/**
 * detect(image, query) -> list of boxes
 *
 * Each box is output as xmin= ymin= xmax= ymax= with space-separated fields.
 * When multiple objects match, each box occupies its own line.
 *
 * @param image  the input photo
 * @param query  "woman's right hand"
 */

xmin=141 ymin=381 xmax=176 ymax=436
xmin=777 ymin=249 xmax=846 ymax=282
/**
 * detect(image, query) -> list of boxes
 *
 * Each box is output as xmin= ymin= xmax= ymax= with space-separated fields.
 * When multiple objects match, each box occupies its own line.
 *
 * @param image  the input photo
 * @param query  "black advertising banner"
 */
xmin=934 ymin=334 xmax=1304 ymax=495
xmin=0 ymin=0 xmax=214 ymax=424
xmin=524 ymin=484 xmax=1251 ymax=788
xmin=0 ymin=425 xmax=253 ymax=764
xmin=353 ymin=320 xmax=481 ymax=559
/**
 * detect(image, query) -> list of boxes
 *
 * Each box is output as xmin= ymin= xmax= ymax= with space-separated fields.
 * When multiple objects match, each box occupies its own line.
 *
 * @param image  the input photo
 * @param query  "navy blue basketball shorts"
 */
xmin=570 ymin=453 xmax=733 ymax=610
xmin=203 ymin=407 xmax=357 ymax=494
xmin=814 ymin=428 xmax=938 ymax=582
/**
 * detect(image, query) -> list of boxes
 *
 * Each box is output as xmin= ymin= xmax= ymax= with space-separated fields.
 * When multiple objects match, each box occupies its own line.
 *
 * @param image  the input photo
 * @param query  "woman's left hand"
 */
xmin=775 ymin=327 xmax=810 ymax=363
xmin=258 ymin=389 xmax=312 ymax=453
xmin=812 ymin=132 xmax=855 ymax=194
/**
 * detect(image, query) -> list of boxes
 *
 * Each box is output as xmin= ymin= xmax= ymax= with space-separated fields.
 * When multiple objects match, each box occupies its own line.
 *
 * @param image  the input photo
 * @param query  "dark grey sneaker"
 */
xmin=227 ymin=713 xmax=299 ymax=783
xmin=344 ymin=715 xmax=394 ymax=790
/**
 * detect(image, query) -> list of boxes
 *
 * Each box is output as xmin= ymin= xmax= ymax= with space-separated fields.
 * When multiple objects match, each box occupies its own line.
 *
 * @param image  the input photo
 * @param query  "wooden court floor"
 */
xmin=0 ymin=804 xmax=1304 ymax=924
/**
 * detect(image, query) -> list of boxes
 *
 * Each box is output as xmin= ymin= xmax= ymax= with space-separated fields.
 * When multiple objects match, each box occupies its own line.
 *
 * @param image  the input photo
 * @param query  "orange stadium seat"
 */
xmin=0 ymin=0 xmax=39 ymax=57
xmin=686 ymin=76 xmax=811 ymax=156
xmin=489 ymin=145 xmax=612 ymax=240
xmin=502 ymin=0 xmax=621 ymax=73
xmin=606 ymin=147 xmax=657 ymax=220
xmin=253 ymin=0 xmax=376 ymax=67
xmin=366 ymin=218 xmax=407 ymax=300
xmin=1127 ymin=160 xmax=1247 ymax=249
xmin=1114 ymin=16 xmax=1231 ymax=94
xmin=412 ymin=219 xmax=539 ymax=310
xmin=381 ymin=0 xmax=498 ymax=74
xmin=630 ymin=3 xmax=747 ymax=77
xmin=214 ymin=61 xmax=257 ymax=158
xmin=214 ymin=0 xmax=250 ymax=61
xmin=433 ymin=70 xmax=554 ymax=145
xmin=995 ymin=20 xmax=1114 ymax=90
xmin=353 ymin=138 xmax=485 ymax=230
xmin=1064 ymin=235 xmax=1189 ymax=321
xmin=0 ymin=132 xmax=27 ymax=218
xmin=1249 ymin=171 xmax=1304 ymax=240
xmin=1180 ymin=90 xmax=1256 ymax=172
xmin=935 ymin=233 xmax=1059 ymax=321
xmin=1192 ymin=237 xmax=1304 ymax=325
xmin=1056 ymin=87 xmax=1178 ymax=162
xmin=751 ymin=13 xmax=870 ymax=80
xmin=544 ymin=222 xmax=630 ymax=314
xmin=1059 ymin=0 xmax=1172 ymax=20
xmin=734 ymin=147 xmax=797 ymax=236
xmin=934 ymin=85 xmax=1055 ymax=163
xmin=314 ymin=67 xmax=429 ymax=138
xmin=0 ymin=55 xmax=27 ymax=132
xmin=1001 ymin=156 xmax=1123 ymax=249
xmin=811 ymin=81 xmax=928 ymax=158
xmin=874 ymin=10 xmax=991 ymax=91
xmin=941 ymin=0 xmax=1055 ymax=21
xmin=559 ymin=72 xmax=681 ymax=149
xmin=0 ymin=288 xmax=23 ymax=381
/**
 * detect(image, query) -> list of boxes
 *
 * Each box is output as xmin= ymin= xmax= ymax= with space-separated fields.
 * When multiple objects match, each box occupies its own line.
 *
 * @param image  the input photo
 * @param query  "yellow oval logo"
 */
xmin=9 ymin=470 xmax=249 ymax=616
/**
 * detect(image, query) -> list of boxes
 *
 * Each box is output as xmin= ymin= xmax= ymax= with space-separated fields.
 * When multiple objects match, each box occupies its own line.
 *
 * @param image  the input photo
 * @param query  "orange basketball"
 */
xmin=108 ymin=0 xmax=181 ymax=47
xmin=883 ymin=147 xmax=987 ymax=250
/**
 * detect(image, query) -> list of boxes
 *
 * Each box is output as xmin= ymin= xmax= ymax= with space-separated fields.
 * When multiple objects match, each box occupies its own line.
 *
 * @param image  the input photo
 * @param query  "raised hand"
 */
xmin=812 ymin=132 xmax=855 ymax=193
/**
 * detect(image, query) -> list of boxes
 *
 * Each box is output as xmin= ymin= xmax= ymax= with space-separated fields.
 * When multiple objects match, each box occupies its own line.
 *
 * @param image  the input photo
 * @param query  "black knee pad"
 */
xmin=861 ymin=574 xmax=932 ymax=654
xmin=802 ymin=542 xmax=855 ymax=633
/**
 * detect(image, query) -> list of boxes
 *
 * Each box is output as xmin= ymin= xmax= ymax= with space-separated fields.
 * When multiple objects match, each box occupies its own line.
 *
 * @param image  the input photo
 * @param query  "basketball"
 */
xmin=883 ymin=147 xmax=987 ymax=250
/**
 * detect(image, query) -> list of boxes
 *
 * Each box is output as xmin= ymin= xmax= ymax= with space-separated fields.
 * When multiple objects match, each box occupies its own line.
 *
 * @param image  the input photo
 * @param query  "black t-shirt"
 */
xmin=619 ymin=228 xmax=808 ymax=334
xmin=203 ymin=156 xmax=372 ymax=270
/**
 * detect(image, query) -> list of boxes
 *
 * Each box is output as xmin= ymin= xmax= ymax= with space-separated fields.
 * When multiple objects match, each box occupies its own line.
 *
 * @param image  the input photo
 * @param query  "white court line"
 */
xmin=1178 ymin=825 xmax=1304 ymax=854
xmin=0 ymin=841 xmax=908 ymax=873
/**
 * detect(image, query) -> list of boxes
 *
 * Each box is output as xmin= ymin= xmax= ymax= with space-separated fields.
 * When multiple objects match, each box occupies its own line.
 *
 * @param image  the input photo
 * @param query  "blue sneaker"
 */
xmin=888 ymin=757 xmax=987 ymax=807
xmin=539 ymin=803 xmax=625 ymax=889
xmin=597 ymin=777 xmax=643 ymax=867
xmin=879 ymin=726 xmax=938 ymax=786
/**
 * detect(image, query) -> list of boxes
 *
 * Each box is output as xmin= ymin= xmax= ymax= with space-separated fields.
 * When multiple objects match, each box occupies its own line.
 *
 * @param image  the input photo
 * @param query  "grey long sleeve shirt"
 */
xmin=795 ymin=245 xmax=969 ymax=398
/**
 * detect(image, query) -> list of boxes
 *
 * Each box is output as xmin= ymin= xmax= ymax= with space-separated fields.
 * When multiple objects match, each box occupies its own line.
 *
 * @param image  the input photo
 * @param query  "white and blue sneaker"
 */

┄┄┄┄┄┄┄┄┄┄

**Exercise instructions**
Gather each line of the data above that contains "woman", copying every such line in full.

**Answer**
 * @param query  "woman's right hand"
 * @param query  "woman's left hand"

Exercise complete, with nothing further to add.